* **STATED GOAL 1**: Reproduce the forum thread on the oil stocks CPG and WCP in full, word for word.

** start of GIVEN PASSAGE **

# Thoughts on oil stocks please: CPG & WCP



## jargey3000 (Jan 25, 2011)

I own approx. 1000 shares each of Crescent Point (CPG) & Whitecap (WCP) & yes, I'm shuddering at current [email protected]$1.48 [email protected]$1.34 ( well, at least they are not in negative territory ...yet!)
Let's just say I bought them both at substantially higher prices
Would you advise buying MORE now, at these prices, to lower the overall dollar cost average? I'm tempted to buy...$1000 bucks into each one could effectively reduce my DCA by nearly 50%...?
Or, should I bite the bullet & leave bad enough alone? 
I'd appreciate some thoughts.


----------



## dubmac (Jan 9, 2011)

Hi Jargey. I bought WCP & in a similar position. I don't have many shares, but started a position as a high-risk play after it dropped in 2018.
The only reason to buy more is if you expect it to increase in price, significantly, over time.
I can't see that far in the future - too much smoke and haze from all the crashing and burning. Not sure if anyone can.
If Trump gets re-elected, he'll likely become even more isolationist - cutting more ties with importers. But who knows where the cutting the start and stop. JMO


----------



## AltaRed (Jun 8, 2009)

** end of GIVEN PASSAGE **
** start of INPUT FOR THIS TASK **

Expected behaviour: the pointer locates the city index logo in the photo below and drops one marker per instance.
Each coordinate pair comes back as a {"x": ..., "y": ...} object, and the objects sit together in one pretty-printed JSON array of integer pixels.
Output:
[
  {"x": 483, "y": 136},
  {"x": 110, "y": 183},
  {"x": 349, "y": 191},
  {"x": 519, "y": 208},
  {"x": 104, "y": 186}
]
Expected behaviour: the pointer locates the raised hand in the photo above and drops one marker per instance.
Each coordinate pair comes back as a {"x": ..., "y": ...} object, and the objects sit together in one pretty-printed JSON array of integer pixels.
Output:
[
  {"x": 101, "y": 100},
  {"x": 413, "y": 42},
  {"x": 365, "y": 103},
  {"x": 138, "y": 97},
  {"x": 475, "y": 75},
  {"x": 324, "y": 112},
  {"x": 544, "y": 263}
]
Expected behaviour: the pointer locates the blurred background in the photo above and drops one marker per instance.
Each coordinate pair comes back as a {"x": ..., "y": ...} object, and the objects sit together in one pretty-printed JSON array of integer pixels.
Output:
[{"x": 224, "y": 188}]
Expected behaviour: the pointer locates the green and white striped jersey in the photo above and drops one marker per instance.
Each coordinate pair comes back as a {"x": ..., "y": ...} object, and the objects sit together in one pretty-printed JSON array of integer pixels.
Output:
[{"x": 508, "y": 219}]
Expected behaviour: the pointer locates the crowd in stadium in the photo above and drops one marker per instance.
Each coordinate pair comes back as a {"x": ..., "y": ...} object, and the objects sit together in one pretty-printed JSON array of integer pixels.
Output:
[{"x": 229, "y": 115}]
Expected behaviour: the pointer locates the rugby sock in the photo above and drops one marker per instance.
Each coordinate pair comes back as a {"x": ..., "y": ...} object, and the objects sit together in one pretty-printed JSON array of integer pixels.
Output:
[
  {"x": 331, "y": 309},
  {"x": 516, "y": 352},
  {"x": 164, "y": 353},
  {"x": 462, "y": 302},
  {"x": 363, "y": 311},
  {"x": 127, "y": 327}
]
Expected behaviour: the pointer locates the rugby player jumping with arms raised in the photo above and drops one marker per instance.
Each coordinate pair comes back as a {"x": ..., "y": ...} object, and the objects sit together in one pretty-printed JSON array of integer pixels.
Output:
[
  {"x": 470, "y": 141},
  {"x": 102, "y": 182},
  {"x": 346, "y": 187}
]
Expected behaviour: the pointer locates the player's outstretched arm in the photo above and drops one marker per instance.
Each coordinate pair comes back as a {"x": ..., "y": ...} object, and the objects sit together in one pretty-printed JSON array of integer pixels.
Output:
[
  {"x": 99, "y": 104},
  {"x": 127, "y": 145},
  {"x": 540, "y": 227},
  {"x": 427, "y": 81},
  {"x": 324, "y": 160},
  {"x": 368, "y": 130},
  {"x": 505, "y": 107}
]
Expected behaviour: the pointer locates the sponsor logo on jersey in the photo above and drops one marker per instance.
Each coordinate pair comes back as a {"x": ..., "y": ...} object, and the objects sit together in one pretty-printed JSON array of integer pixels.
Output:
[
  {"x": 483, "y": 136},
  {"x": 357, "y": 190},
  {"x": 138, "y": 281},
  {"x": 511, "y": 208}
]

** end of INPUT FOR THIS TASK **

* **STATED GOAL 2**: Rewrite the entries from the line containing "Expected behaviour: the pointer locates the rugby sock" through the last line of the entries, requests included, multiplying every x and y coordinate in the answers by 0.35 and rounding to whole numbers, with halves rounded up. Output only those lines.

* **TASK OUTPUT 1**:
# Thoughts on oil stocks please: CPG & WCP



## jargey3000 (Jan 25, 2011)

I own approx. 1000 shares each of Crescent Point (CPG) & Whitecap (WCP) & yes, I'm shuddering at current [email protected]$1.48 [email protected]$1.34 ( well, at least they are not in negative territory ...yet!)
Let's just say I bought them both at substantially higher prices
Would you advise buying MORE now, at these prices, to lower the overall dollar cost average? I'm tempted to buy...$1000 bucks into each one could effectively reduce my DCA by nearly 50%...?
Or, should I bite the bullet & leave bad enough alone? 
I'd appreciate some thoughts.


----------



## dubmac (Jan 9, 2011)

Hi Jargey. I bought WCP & in a similar position. I don't have many shares, but started a position as a high-risk play after it dropped in 2018.
The only reason to buy more is if you expect it to increase in price, significantly, over time.
I can't see that far in the future - too much smoke and haze from all the crashing and burning. Not sure if anyone can.
If Trump gets re-elected, he'll likely become even more isolationist - cutting more ties with importers. But who knows where the cutting the start and stop. JMO


----------



## AltaRed (Jun 8, 2009)

* **TASK OUTPUT 2**:
Expected behaviour: the pointer locates the rugby sock in the photo above and drops one marker per instance.
Each coordinate pair comes back as a {"x": ..., "y": ...} object, and the objects sit together in one pretty-printed JSON array of integer pixels.
Output:
[
  {"x": 116, "y": 108},
  {"x": 181, "y": 123},
  {"x": 57, "y": 124},
  {"x": 162, "y": 106},
  {"x": 127, "y": 109},
  {"x": 44, "y": 114}
]
Expected behaviour: the pointer locates the rugby player jumping with arms raised in the photo above and drops one marker per instance.
Each coordinate pair comes back as a {"x": ..., "y": ...} object, and the objects sit together in one pretty-printed JSON array of integer pixels.
Output:
[
  {"x": 165, "y": 49},
  {"x": 36, "y": 64},
  {"x": 121, "y": 65}
]
Expected behaviour: the pointer locates the player's outstretched arm in the photo above and drops one marker per instance.
Each coordinate pair comes back as a {"x": ..., "y": ...} object, and the objects sit together in one pretty-printed JSON array of integer pixels.
Output:
[
  {"x": 35, "y": 36},
  {"x": 44, "y": 51},
  {"x": 189, "y": 79},
  {"x": 149, "y": 28},
  {"x": 113, "y": 56},
  {"x": 129, "y": 46},
  {"x": 177, "y": 37}
]
Expected behaviour: the pointer locates the sponsor logo on jersey in the photo above and drops one marker per instance.
Each coordinate pair comes back as a {"x": ..., "y": ...} object, and the objects sit together in one pretty-printed JSON array of integer pixels.
Output:
[
  {"x": 169, "y": 48},
  {"x": 125, "y": 67},
  {"x": 48, "y": 98},
  {"x": 179, "y": 73}
]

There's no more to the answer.